Report all lines in the records that hold the string "building".
BEGIN Excerpted data
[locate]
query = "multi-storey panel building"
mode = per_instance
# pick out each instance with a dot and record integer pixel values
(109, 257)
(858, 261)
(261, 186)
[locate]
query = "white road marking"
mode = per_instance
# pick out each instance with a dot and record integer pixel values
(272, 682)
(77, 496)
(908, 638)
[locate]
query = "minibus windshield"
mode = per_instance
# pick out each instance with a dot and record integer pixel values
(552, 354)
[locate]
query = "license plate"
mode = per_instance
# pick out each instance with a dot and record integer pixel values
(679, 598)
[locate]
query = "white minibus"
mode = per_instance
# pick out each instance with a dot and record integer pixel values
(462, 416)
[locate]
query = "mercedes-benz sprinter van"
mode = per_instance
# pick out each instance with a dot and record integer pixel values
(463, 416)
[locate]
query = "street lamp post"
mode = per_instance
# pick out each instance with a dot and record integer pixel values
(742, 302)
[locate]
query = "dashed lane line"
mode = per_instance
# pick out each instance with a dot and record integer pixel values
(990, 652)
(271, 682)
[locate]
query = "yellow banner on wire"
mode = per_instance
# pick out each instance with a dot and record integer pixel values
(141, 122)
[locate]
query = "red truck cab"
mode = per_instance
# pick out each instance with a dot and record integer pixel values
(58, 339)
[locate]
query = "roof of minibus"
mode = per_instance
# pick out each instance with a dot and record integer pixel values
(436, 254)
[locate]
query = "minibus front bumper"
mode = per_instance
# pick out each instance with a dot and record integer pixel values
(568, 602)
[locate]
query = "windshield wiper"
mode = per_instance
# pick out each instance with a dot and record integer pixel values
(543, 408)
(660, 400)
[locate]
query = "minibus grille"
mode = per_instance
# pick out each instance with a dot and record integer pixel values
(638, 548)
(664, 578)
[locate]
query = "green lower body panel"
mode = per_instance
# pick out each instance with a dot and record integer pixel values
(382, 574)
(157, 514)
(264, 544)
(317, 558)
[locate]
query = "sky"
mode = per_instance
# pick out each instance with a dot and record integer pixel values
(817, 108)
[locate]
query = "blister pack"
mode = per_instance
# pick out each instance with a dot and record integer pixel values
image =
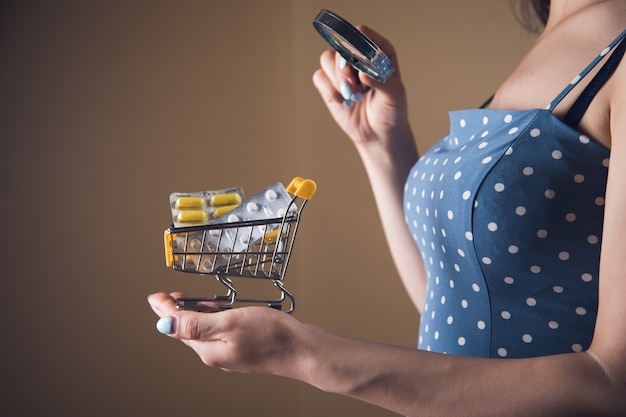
(199, 208)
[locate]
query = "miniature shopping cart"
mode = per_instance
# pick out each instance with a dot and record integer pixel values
(254, 240)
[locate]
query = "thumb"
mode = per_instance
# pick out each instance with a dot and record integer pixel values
(393, 85)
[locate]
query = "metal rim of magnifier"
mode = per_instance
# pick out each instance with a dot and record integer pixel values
(353, 45)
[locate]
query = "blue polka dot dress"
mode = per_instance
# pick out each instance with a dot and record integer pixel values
(507, 211)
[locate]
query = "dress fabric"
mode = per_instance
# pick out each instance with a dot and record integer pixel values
(507, 211)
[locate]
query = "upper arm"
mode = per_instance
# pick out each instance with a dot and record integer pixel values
(609, 341)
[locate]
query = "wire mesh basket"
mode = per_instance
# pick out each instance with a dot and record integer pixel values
(254, 240)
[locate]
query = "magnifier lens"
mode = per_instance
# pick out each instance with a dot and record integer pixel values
(353, 45)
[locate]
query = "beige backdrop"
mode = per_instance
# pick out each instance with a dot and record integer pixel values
(108, 106)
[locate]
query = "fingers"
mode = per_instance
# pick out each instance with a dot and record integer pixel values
(162, 304)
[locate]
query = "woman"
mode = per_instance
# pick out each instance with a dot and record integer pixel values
(503, 261)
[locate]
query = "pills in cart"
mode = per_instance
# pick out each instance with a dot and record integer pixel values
(200, 208)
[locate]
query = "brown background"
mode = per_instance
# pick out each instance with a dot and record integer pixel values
(109, 106)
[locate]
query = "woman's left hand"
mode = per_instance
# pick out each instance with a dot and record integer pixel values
(249, 339)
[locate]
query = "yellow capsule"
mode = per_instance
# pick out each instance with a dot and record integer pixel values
(228, 199)
(192, 216)
(272, 236)
(186, 203)
(168, 239)
(220, 211)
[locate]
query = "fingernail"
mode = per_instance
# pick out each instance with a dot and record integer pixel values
(165, 325)
(356, 97)
(345, 89)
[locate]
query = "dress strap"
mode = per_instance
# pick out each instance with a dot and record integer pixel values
(578, 109)
(587, 70)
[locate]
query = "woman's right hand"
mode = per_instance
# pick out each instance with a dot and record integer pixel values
(381, 113)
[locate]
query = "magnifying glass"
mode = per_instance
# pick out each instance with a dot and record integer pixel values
(353, 45)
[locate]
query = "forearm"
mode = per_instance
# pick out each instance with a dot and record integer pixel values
(419, 383)
(387, 168)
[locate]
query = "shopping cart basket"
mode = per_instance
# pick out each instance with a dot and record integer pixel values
(230, 247)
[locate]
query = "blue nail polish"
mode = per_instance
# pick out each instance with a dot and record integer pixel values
(165, 325)
(346, 90)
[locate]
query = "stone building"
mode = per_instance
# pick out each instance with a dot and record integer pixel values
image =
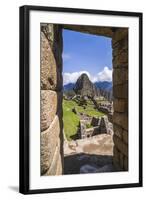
(51, 94)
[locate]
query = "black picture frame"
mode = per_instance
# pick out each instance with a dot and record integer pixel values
(25, 106)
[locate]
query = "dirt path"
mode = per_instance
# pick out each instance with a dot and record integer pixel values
(89, 155)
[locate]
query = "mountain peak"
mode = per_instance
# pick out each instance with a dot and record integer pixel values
(85, 87)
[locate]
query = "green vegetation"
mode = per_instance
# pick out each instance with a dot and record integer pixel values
(71, 120)
(89, 126)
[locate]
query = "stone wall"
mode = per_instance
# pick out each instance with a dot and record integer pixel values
(120, 93)
(51, 94)
(51, 100)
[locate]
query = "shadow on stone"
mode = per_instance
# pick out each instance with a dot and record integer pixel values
(88, 163)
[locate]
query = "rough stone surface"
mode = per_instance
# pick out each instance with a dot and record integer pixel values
(51, 79)
(51, 60)
(85, 87)
(121, 119)
(49, 140)
(120, 91)
(118, 131)
(48, 107)
(125, 136)
(120, 76)
(120, 145)
(120, 105)
(55, 162)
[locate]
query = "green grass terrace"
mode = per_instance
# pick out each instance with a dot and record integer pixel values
END Excerpted data
#### [Task output]
query = "multi-storey panel building"
query = "stone building"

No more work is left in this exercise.